**Fragmento de origen:**
Podemos evitar que las futuras generaciones tengan un conocimiento tan sesgado de la historia como el que tenemos en la actualidad. Podemos lograrlo trabajando en la construcción de una versión equilibrada y honesta de los eventos de hace 30 o 40 años.
La Historia tiene que recurrir a la memoria para ser escrita. Para ello necesita la participación de los testigos anónimos. Todos somos esos testigos anónimos de nuestra época. Todos tenemos una historia que contar. Todos tenemos recuerdos de tal o cual momento y todos podemos contar una versión diferente de ese mismo suceso. Con esas construcciones individuales es que la Historia podrá ser escrita. Y esa es una posibilidad que con el desarrollo actual de la tecnología y el creciente aprecio por la memoria como herramienta social, se convierte en una posibilidad real.

**Instrucción A:** Reproduzca literalmente los registros desde su comienzo hasta la línea que contiene "424;35;450;58", ambas incluidas.

**Material de trabajo:**
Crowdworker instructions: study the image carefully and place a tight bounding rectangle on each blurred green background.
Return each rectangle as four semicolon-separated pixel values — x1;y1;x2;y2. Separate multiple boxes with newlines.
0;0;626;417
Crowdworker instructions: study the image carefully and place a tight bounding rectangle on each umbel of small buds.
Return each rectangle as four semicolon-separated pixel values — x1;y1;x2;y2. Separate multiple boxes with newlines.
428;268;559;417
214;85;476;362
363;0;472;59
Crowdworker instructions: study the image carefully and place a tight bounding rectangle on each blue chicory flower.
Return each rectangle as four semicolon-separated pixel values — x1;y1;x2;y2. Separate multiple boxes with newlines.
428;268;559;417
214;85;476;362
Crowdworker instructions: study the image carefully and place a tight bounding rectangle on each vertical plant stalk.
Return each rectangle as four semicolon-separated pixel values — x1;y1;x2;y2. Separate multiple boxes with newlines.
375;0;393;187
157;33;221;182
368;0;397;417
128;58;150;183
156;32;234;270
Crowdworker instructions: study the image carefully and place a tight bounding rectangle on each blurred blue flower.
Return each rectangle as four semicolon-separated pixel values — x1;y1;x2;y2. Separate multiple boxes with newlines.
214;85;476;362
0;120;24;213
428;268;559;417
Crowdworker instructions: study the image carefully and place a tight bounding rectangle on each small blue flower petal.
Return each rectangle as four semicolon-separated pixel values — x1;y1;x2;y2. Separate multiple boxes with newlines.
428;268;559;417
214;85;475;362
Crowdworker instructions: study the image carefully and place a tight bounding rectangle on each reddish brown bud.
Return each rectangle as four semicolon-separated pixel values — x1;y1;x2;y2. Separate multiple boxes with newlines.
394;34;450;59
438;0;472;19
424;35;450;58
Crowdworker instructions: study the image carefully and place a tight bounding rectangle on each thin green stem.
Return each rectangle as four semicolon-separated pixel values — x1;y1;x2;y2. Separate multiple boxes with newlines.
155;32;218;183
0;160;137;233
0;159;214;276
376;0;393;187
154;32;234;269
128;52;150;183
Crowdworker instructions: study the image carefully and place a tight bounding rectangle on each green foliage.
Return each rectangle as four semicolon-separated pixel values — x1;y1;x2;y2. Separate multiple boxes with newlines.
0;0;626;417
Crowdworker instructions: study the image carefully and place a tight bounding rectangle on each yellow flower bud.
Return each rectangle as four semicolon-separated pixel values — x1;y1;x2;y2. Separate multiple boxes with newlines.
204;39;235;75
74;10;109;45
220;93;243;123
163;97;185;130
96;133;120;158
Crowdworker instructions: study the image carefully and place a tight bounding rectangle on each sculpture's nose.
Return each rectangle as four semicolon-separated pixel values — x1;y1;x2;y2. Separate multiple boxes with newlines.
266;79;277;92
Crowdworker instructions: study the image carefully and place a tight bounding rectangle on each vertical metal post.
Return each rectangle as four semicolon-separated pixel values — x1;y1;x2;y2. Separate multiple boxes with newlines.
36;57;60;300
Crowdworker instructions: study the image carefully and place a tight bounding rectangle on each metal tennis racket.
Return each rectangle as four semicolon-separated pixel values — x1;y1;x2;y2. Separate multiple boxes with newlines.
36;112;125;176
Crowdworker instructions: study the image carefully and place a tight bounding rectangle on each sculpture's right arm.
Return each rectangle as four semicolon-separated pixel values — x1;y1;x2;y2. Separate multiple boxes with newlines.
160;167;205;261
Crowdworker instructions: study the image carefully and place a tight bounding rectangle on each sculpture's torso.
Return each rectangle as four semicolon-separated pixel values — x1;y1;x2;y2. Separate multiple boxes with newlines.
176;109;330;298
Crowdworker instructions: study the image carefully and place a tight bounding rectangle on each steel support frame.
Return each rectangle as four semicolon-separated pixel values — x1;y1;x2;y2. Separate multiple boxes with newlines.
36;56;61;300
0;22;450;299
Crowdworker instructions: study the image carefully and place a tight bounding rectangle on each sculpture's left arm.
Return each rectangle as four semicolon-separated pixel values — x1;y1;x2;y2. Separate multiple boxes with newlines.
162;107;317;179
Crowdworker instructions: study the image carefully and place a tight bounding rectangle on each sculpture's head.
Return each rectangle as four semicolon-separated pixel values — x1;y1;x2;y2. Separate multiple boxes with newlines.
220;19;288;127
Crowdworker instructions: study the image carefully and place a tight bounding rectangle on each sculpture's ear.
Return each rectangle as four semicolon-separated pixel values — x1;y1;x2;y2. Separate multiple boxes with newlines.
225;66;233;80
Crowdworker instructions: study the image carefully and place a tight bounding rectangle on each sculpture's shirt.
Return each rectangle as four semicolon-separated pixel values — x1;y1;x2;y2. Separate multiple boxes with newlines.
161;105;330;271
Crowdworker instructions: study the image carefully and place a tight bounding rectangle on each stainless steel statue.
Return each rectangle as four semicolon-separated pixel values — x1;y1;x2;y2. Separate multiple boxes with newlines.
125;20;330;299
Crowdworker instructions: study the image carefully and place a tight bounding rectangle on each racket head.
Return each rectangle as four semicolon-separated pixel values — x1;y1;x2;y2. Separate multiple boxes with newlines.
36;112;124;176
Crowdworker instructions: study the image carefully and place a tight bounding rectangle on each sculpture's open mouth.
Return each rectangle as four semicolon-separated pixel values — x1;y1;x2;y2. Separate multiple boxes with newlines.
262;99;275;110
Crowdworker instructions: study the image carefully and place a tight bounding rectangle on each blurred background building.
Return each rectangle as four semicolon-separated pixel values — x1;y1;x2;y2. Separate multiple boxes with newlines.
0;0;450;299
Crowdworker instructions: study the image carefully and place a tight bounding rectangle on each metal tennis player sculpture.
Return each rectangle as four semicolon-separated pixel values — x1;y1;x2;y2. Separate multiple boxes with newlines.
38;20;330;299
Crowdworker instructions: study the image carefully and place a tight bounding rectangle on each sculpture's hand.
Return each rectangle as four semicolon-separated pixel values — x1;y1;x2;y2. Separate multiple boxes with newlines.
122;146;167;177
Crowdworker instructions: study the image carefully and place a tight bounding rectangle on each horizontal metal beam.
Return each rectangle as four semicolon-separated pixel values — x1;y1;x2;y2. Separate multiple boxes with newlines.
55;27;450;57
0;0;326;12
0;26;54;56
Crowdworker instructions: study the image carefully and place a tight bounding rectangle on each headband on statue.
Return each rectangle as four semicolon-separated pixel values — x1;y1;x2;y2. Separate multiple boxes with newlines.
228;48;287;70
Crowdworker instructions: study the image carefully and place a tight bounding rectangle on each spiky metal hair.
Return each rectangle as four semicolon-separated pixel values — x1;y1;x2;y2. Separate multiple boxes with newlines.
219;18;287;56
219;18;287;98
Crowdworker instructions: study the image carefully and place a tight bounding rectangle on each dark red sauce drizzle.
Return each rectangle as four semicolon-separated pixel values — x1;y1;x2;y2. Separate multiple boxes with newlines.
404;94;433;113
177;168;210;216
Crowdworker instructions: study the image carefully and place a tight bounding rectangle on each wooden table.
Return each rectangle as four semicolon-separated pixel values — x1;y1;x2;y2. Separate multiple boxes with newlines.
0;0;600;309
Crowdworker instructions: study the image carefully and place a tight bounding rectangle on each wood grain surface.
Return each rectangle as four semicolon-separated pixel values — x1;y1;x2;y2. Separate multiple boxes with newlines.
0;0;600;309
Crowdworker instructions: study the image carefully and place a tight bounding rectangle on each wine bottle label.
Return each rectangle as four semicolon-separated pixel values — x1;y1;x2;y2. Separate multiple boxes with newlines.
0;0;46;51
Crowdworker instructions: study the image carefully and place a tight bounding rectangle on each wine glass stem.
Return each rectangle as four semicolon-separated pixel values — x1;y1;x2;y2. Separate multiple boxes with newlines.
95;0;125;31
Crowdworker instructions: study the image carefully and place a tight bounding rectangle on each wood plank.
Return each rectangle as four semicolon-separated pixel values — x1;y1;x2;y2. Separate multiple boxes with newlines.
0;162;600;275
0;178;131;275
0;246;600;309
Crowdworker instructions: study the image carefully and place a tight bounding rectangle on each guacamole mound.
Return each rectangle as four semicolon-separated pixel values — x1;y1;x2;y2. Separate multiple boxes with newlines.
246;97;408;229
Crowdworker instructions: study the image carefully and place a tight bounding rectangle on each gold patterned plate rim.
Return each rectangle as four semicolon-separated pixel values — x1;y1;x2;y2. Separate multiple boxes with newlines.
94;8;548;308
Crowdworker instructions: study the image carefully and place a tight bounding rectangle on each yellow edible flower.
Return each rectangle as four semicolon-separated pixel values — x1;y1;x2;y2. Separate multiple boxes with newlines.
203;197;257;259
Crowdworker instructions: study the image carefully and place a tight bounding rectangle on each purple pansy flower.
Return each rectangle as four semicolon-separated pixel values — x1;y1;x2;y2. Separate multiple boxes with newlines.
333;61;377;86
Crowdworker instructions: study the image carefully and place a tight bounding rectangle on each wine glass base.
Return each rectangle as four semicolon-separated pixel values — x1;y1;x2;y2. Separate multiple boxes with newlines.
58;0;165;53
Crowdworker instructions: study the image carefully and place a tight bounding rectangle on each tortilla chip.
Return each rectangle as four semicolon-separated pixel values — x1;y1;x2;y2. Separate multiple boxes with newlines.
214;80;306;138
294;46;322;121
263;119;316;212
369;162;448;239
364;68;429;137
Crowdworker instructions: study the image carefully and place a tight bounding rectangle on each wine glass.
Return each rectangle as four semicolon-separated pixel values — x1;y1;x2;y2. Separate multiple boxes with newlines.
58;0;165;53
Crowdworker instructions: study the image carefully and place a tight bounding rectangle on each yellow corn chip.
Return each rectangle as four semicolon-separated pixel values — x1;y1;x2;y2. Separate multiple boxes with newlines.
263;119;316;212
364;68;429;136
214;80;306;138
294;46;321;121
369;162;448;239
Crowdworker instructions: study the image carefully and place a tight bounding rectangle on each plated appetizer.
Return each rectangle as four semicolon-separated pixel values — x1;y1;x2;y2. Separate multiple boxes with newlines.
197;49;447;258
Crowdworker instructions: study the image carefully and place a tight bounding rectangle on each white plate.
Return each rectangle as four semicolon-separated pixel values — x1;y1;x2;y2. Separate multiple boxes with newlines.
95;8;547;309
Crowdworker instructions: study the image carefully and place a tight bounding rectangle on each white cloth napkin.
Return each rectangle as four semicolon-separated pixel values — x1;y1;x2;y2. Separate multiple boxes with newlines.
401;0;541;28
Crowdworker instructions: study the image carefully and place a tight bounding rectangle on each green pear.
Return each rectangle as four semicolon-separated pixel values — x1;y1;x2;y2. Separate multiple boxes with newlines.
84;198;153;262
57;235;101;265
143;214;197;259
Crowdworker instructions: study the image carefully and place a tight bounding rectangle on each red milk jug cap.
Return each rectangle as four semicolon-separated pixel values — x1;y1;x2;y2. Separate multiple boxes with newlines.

**Instrucción B:** Según el fragmento sobre la historia y la memoria, ¿a qué tiene que recurrir la Historia para ser escrita?

**Solución A:**
Crowdworker instructions: study the image carefully and place a tight bounding rectangle on each blurred green background.
Return each rectangle as four semicolon-separated pixel values — x1;y1;x2;y2. Separate multiple boxes with newlines.
0;0;626;417
Crowdworker instructions: study the image carefully and place a tight bounding rectangle on each umbel of small buds.
Return each rectangle as four semicolon-separated pixel values — x1;y1;x2;y2. Separate multiple boxes with newlines.
428;268;559;417
214;85;476;362
363;0;472;59
Crowdworker instructions: study the image carefully and place a tight bounding rectangle on each blue chicory flower.
Return each rectangle as four semicolon-separated pixel values — x1;y1;x2;y2. Separate multiple boxes with newlines.
428;268;559;417
214;85;476;362
Crowdworker instructions: study the image carefully and place a tight bounding rectangle on each vertical plant stalk.
Return each rectangle as four semicolon-separated pixel values — x1;y1;x2;y2. Separate multiple boxes with newlines.
375;0;393;187
157;33;221;182
368;0;397;417
128;58;150;183
156;32;234;270
Crowdworker instructions: study the image carefully and place a tight bounding rectangle on each blurred blue flower.
Return each rectangle as four semicolon-separated pixel values — x1;y1;x2;y2. Separate multiple boxes with newlines.
214;85;476;362
0;120;24;213
428;268;559;417
Crowdworker instructions: study the image carefully and place a tight bounding rectangle on each small blue flower petal.
Return each rectangle as four semicolon-separated pixel values — x1;y1;x2;y2. Separate multiple boxes with newlines.
428;268;559;417
214;85;475;362
Crowdworker instructions: study the image carefully and place a tight bounding rectangle on each reddish brown bud.
Return each rectangle as four semicolon-separated pixel values — x1;y1;x2;y2. Separate multiple boxes with newlines.
394;34;450;59
438;0;472;19
424;35;450;58

**Solución B:** A la memoria.